━━ TASK INPUT

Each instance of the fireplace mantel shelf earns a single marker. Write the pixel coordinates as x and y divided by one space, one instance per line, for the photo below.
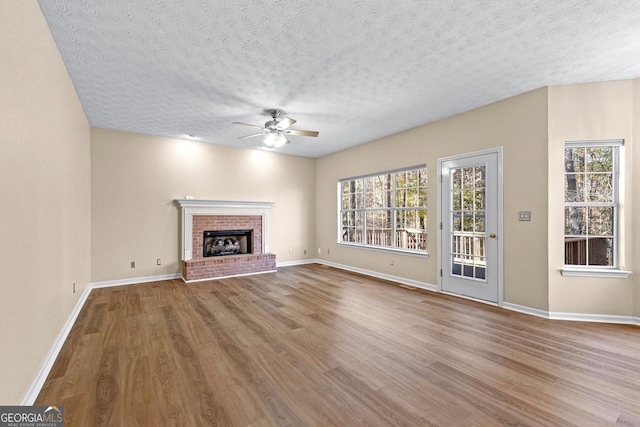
198 203
192 207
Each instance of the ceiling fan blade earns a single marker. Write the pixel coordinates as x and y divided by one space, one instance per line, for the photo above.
303 132
285 123
247 124
252 135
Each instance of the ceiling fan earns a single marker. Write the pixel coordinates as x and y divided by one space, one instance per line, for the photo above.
276 130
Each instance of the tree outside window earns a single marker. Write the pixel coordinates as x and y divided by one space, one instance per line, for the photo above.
386 210
591 203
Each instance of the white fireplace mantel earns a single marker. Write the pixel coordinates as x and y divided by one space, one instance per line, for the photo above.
191 207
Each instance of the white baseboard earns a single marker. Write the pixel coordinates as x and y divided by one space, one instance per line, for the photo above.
134 280
36 385
297 262
41 376
577 317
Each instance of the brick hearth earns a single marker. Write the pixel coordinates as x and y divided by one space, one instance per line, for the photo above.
202 215
224 266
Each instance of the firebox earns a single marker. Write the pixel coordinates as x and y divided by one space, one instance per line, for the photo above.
227 242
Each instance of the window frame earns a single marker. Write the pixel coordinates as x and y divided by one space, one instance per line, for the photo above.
367 207
587 269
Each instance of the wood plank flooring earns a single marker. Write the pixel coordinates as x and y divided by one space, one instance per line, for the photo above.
316 346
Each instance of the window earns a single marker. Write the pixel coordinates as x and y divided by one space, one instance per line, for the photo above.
387 210
591 203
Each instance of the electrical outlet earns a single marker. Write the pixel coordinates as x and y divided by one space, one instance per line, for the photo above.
524 216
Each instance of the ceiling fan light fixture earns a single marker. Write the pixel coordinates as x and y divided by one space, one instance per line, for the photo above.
275 140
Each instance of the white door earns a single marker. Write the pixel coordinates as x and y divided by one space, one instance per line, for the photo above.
469 243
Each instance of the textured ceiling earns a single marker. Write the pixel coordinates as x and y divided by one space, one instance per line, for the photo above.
353 70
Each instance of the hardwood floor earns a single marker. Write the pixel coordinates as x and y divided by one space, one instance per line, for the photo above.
316 346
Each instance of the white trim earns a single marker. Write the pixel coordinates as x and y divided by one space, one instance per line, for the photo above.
134 280
420 254
612 273
578 317
192 207
401 280
32 392
297 262
500 175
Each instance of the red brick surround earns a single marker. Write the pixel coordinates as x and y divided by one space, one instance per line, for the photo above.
201 268
224 266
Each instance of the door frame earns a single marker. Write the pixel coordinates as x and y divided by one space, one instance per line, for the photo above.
500 264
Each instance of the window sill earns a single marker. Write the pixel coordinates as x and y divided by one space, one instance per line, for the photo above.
421 254
612 273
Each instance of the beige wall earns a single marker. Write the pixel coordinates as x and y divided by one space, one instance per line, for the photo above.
45 192
592 112
519 125
136 178
635 195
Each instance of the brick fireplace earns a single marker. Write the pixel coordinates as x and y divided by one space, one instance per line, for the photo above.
201 216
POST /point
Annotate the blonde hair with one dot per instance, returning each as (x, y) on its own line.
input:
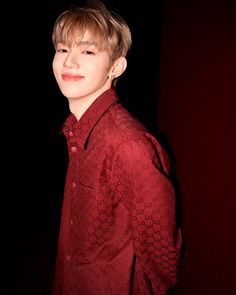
(108, 30)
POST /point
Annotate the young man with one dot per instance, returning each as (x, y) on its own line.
(118, 230)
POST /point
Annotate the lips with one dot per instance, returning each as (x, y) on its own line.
(71, 77)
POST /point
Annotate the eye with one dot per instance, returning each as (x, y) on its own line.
(88, 52)
(62, 50)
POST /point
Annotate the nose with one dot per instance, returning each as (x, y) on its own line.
(71, 60)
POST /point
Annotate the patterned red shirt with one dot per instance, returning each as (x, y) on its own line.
(118, 230)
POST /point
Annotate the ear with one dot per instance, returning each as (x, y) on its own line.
(118, 67)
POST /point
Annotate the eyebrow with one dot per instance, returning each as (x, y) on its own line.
(87, 43)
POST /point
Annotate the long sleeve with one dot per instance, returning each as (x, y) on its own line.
(141, 173)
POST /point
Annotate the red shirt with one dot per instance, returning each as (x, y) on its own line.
(118, 230)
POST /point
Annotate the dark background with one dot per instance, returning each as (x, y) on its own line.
(180, 77)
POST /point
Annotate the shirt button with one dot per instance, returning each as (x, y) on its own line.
(73, 149)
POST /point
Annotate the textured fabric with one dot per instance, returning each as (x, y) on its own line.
(118, 230)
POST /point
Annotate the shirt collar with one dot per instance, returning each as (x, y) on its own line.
(82, 128)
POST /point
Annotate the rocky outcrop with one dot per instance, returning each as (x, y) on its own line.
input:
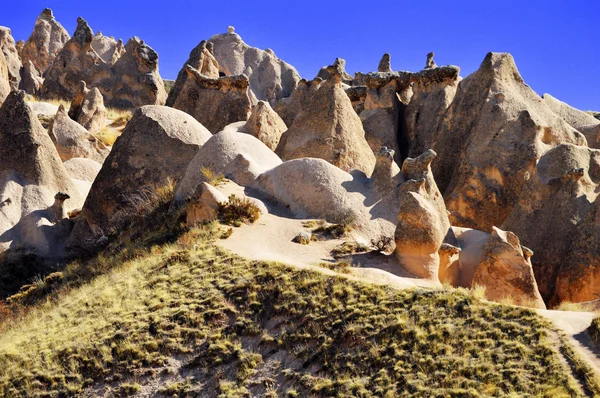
(583, 122)
(31, 80)
(87, 108)
(47, 39)
(505, 271)
(31, 175)
(133, 80)
(214, 102)
(423, 223)
(153, 151)
(234, 155)
(433, 92)
(328, 128)
(74, 141)
(265, 124)
(339, 65)
(13, 61)
(201, 59)
(497, 128)
(109, 49)
(270, 77)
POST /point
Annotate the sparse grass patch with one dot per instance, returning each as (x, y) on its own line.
(238, 211)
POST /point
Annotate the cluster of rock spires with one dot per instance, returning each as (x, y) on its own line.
(476, 181)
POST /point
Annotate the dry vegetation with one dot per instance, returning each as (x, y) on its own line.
(235, 326)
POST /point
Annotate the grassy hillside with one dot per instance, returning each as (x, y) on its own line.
(187, 318)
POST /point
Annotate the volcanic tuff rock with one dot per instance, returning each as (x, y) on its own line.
(497, 128)
(31, 174)
(505, 271)
(47, 39)
(328, 128)
(583, 122)
(265, 124)
(201, 59)
(153, 151)
(270, 77)
(132, 80)
(74, 141)
(214, 102)
(239, 157)
(7, 46)
(87, 108)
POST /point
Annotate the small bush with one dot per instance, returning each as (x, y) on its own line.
(238, 211)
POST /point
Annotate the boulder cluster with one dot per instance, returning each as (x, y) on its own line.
(474, 181)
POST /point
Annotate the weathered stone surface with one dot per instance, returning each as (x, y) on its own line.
(13, 61)
(550, 212)
(153, 151)
(265, 124)
(328, 128)
(214, 102)
(585, 123)
(31, 174)
(433, 92)
(109, 49)
(505, 271)
(237, 156)
(47, 39)
(201, 59)
(74, 141)
(203, 206)
(270, 77)
(133, 80)
(31, 80)
(87, 108)
(339, 65)
(497, 129)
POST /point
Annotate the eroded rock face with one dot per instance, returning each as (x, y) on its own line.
(47, 39)
(153, 151)
(201, 59)
(31, 175)
(73, 141)
(87, 108)
(549, 215)
(505, 271)
(130, 81)
(214, 102)
(13, 61)
(328, 128)
(585, 123)
(270, 77)
(497, 128)
(265, 124)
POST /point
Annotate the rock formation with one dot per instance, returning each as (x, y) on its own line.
(132, 80)
(153, 151)
(339, 65)
(497, 128)
(237, 156)
(265, 124)
(214, 102)
(8, 48)
(87, 108)
(201, 59)
(270, 77)
(74, 141)
(47, 39)
(109, 49)
(328, 128)
(505, 271)
(31, 174)
(385, 64)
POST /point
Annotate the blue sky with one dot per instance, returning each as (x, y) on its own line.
(555, 43)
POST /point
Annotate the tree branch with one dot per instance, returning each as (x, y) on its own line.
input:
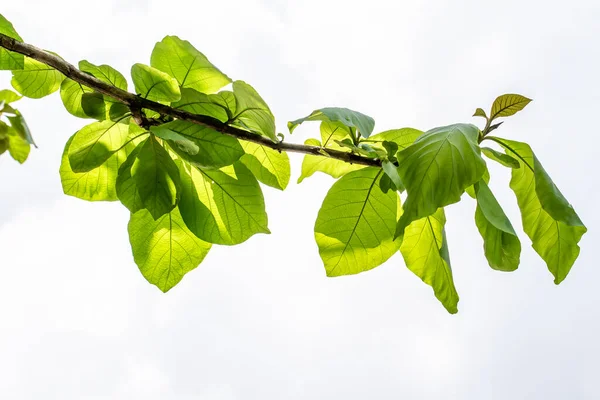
(135, 102)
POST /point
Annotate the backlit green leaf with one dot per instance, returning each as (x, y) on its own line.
(36, 80)
(354, 119)
(548, 219)
(191, 68)
(155, 85)
(164, 249)
(10, 60)
(500, 242)
(437, 169)
(105, 73)
(504, 159)
(252, 113)
(214, 149)
(222, 206)
(507, 105)
(95, 143)
(269, 166)
(425, 252)
(8, 96)
(156, 177)
(97, 184)
(18, 147)
(204, 104)
(355, 226)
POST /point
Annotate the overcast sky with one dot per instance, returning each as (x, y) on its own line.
(261, 320)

━━━━

-- DIRECTIONS --
Using the records above, output an exact copy without any pictures.

-- EXERCISE OUTPUT --
Each instance of the fireplace mantel shelf earns a single marker. Write the pixel coordinates as x and y divided by one space, one instance per line, for the photo below.
198 203
192 207
Each instance of the ceiling fan blade earns a single marker. Write the pixel coordinates as x and y divided by one space, one instance per line, for the photo above.
303 132
285 123
247 124
252 135
Each instance of the ceiling fan earns a single marker. Write the pixel coordinates as x and y divided by one space, one instance per line, for the photo above.
276 130
Each instance of the tree outside window earns a single marker. Write the pixel coordinates as x and y divided by one space, one instance per line, for the photo above.
386 210
591 203
Each instance of the white fireplace mantel earns a single marker. Write the pixel coordinates as x and y divided by one space, one instance per line, for the photo above.
191 207
Each instance of the white baseboard earns a single marker. Write the pixel coordinates as x and y divided by one space, one instance per line, for the photo above.
134 280
36 385
297 262
41 376
577 317
Each instance of the brick hearth earns a single marker. Write the pixel coordinates as x and y divided by one space, one instance per line, for the photo above.
202 215
224 266
Each instance of the firebox earns a single marker. Write the pixel coordinates as x and y divided by one space, one instance per line, for the photo above.
227 242
Each instance of the window frame earns a single marker. Write the pixel coordinates as x and y divided by one space, one instance per line, for the photo above.
367 207
587 269
Each instance of the wood plank flooring earns a single marker. Write the pixel coordinates as x and y divided by one space, one instance per line, for the photo above.
316 346
Each instance of the window earns a single marker. Write the pixel coordinates as x and y divided by one space, one instance per line, for the photo above.
387 210
591 203
Each instance of the electrical outlet earns a single marker. Write the pixel coordinates as x and y divided by one space, one instance per line, for the photo above.
524 216
Each instance of the ceiling fan light fixture earns a single marker. Write the pixel coordinates as x and y divided by one space, one instance per line, for the photo above.
275 140
Each instance of the white door earns a single marker. Write the pixel coordinates as x and y divided by one space, one instance per line, for the photo above.
469 243
Each instance of the textured ceiling earns a single marker. Write the pixel coordinates as x and y divided by one space, one instance per line, for the photo above.
353 70
Each instance of the hardwood floor earns a single marker. Write the pixel coordinates as x and y divided by one space, one instance per line, for the photo above.
316 346
Each instance of the white trim earns a single marker. Write the pixel coordinates as x and y divided by one space, one instance per line, for the photo above.
134 280
420 254
612 273
578 317
192 207
401 280
32 392
297 262
500 175
Each instance of the red brick surround earns a single marker. Write the pixel coordinates as x and y divided by one space, one instance per line, for the photo above.
201 268
224 266
Each instance of the door frame earns a single marker. Write the pixel coordinates as x and y divided by one space, one instance per line, for the photo above.
500 264
Each instance of the window sill earns a single marker. Write the pixel coordinates as x and y divided by one space, one instance per line, for the photo above.
421 254
612 273
Each instance of the beige wall earns a single marker. Write the pixel coordinates as x and y divided by one space, one instance per line, for the photo above.
45 192
592 112
519 125
136 178
635 195
Each instance of the brick fireplace earns a single marker. Write the pixel coordinates as x and y divided by one space, one instance per line, for the photo above.
201 216
POST /point
Annotate the blonde hair with one dot per instance, returning each as (x, y) on its own line.
input:
(108, 30)
POST /point
Annotate the young man with one dot per instance, returning each as (x, y) on its own line.
(118, 230)
POST /point
Annotate the lips with one dot per instance, returning each as (x, y) on its own line.
(71, 77)
POST /point
Annotate the eye with one dot per instance, returning each as (x, y) on its own line.
(88, 52)
(62, 50)
POST /point
Annotate the nose with one dot per instance, returning each as (x, y) on its own line.
(71, 60)
POST /point
Annotate the patterned red shirt with one dot per instance, returning each as (x, y) on its own line.
(118, 230)
POST /point
Annotate the ear with one dot per instance, returning each as (x, y) on its own line.
(118, 67)
POST /point
Annotate the eyebrow with one dot per instance, returning each as (x, y) on its own line.
(87, 43)
POST /point
Annotate the long sleeve with one dot per instance, returning each as (x, y) on its own line.
(141, 173)
POST /point
Annotate the red shirt with one dot per instance, returning each as (x, y) on its own line.
(118, 230)
POST /point
Annotate the dark background with one dot per instance, returning each as (x, y) on its own line.
(180, 77)
POST /point
Annotate the shirt button with one dot per instance, returning each as (x, y) on its own line.
(73, 149)
POST /point
Annotate the textured fabric with one dot per instance, returning each as (x, y) on its own line.
(118, 230)
POST /point
Annotate the shirt collar with one dot per instance, returning each as (x, y) on its own line.
(82, 128)
POST /point
Annotate the rocky outcrop with one dot per instance, returning each as (x, y) on its own line.
input:
(583, 122)
(31, 80)
(87, 108)
(47, 39)
(505, 271)
(31, 175)
(133, 80)
(214, 102)
(423, 223)
(153, 151)
(234, 155)
(433, 92)
(328, 128)
(74, 141)
(265, 124)
(339, 65)
(13, 61)
(201, 59)
(497, 128)
(109, 49)
(270, 77)
POST /point
Annotate the sparse grass patch with one dot per instance, returning each as (x, y) on its own line.
(238, 211)
POST /point
Annotate the cluster of rock spires with one dot per instance, returning each as (x, y) on its own line.
(476, 181)
POST /point
Annotate the dry vegetation with one dot per instance, returning each as (x, y) on its own line.
(235, 326)
POST /point
Annotate the grassy hillside with one dot per instance, returning each as (x, y) on its own line.
(187, 318)
POST /point
Annotate the volcanic tuff rock with one dot per instance, returning each as (x, y) on its own line.
(497, 128)
(31, 174)
(505, 271)
(47, 39)
(328, 128)
(583, 122)
(265, 124)
(201, 59)
(153, 151)
(270, 77)
(132, 80)
(74, 141)
(214, 102)
(239, 157)
(7, 46)
(87, 108)
POST /point
Annotate the small bush with one dot per instance, returning each as (x, y) on its own line.
(238, 211)
POST /point
Annotate the boulder cluster with one dot per instance, returning each as (x, y) on its own line.
(474, 181)
POST /point
Annotate the weathered stone surface with one dot per instance, returning each as (x, y) on its own line.
(13, 61)
(550, 212)
(153, 151)
(265, 124)
(328, 128)
(214, 102)
(585, 123)
(31, 174)
(433, 92)
(109, 49)
(505, 271)
(237, 156)
(47, 39)
(201, 59)
(74, 141)
(203, 206)
(270, 77)
(133, 80)
(31, 80)
(87, 108)
(339, 65)
(497, 129)
POST /point
Annotate the eroded rock face with one dot per instance, returning each as (x, y) on its own line.
(47, 39)
(153, 151)
(201, 59)
(31, 175)
(73, 141)
(87, 108)
(549, 215)
(505, 271)
(130, 81)
(214, 102)
(13, 61)
(328, 128)
(585, 123)
(270, 77)
(497, 128)
(265, 124)
POST /point
Annotate the rock formation with one dot per instance, returning each as (x, y) on its own line.
(132, 80)
(153, 151)
(339, 65)
(497, 128)
(237, 156)
(265, 124)
(214, 102)
(8, 48)
(87, 108)
(201, 59)
(270, 77)
(74, 141)
(47, 39)
(109, 49)
(328, 128)
(505, 271)
(31, 174)
(385, 64)
POST /point
Annotate the blue sky with one dot per instance, returning each as (x, y) on its own line.
(555, 43)
POST /point
Annotate the tree branch with one dot per instance, returning each as (x, y) on its own line.
input:
(135, 102)
POST /point
Annotate the backlit green leaf with one dot per instance, returning each as (x, y) on its own line.
(36, 80)
(354, 119)
(548, 219)
(191, 68)
(155, 85)
(164, 249)
(10, 60)
(500, 242)
(437, 169)
(105, 73)
(504, 159)
(252, 113)
(214, 149)
(222, 206)
(507, 105)
(95, 143)
(269, 166)
(425, 252)
(8, 96)
(156, 177)
(97, 184)
(18, 147)
(204, 104)
(355, 226)
POST /point
Annotate the overcast sky with one dot per instance, returning each as (x, y) on its own line.
(261, 320)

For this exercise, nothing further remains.